───── Records for the exercise
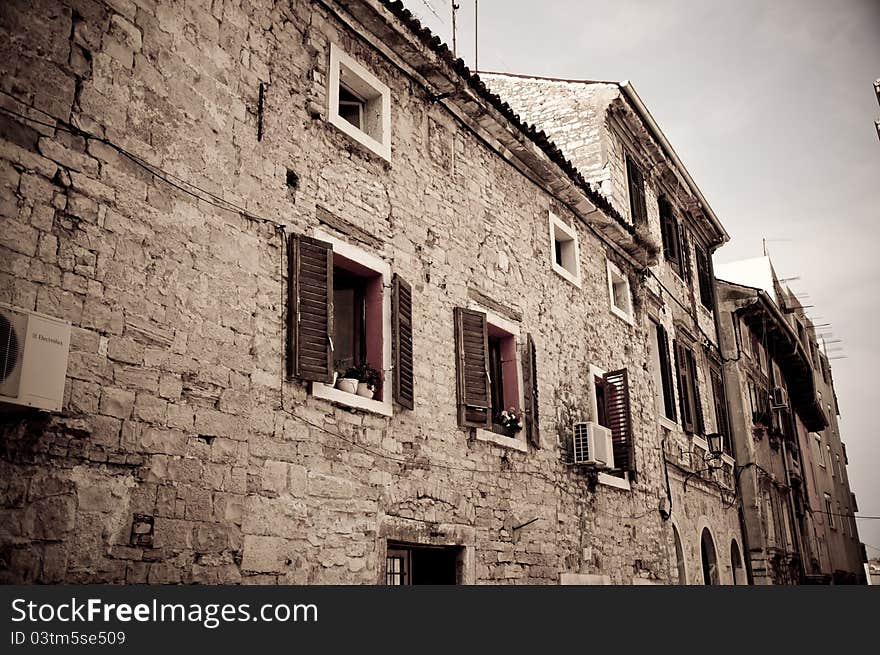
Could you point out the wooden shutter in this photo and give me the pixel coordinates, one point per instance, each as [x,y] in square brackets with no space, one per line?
[472,368]
[699,424]
[619,418]
[401,331]
[684,398]
[637,207]
[310,315]
[530,392]
[668,389]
──────────
Any picture in the data is to be skipped, while each line is returned exactly as written.

Could you point out the wooden shutter in this photo and give me the pixel coordinates, one point per instance, each as [x,y] in square brackets with no space, one per line?
[472,368]
[699,424]
[619,418]
[401,331]
[684,398]
[637,207]
[310,315]
[530,392]
[668,389]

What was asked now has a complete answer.